◆ **DOCUMENT SECTION**
START

I lowered No. 5 boat to the level with the rail of the Boat Deck. A man in a dressing gown said that we had better get her loaded with women and children. I said: "I wait the commander's orders," to which he replied: "Very well, or something like that. It then dawned on me that it might be Mr. Ismay, judging by the description I had had given me. I went to the bridge and saw Captain Smith and told him that I thought it was Mr. Ismay that wanted me to get the boat away with women and children in it and he said: *'Go ahead; carry on. I came along and brought in my boat. I stood in it and said: *'Come along, ladies." There was a big crowd. Mr. Ismay helped get them along. We got the boat nearly full and I shouted out for any more ladies. None were to be seen so I allowed a few men to get into it. Then I jumped on the ship again. Mr. Murdoch said: *'You go in charge of this boat and hang around the after gangway. About thirty (Br. Inq.) to forty women were in the boat, two children, half a dozen male passengers, myself and four of the crew. There would not have been so many men had there been any women around, but there were none. Murdoch shook hands with me and said: *'Good-bye; good luck," and I said: "Lower away." This boat was the second one lowered on the starboard side. No light in the boat.

END

◆ **SOURCE MATERIAL**
START

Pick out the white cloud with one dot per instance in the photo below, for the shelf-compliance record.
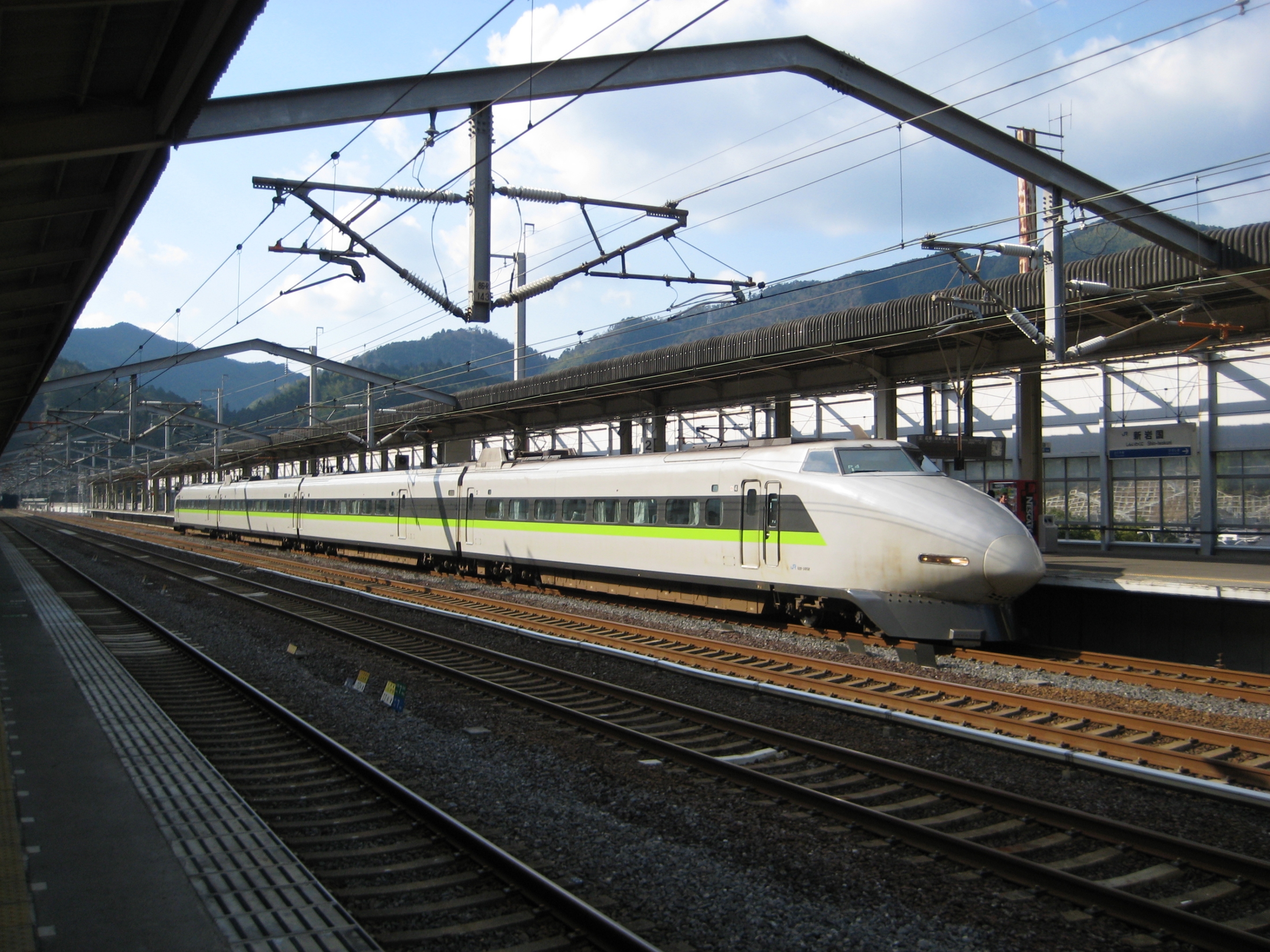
(169, 254)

END

◆ **AIM A**
In the account of lowering No. 5 boat, answer these on separate lines, marked (i), (ii), (iii):
(i) What was the man who said the boat should be loaded with women and children wearing?
(ii) At which gangway was the boat told to hang around?
(iii) How many children were in the boat?
◆ **AIM B**
Pick up the account of lowering No. 5 boat after its last sentence and carry it on.

◆ **ANSWER A**
(i) A dressing gown.
(ii) The after gangway.
(iii) Two.

◆ **ANSWER B**
The ship turned right on end and went down perpendicularly. She did not break in two. I heard a lot of people say that they heard boiler explosions, but I have my doubts about that. I do not see why the boilers would burst, because there was no steam there. They should have been stopped about two hours and a half. The fires had not been fed so there was very little steam there. From the distance I was from the ship, if it had occurred, I think I would have known it. As soon as the ship disappeared I said: ^'Now, men, we will pull toward the wreck." Everyone in my boat said it was a mad idea because we had far better save what few I had in my boat than go back to the scene of the wreck and be swamped by the crowds that were there. My boat would have accommodated a few more — about sixty in all. I turned No. 5 boat around to go in the direction from which these cries came but was dissuaded from my purpose by the passengers. My idea of lashing Nos. 5 and 7 together was to keep together so that if anything hove in sight before daylight we could steady ourselves and cause a far bigger show than one boat only. I transferred two men and a woman and a child from my boat to No. 7 to even them up a bit.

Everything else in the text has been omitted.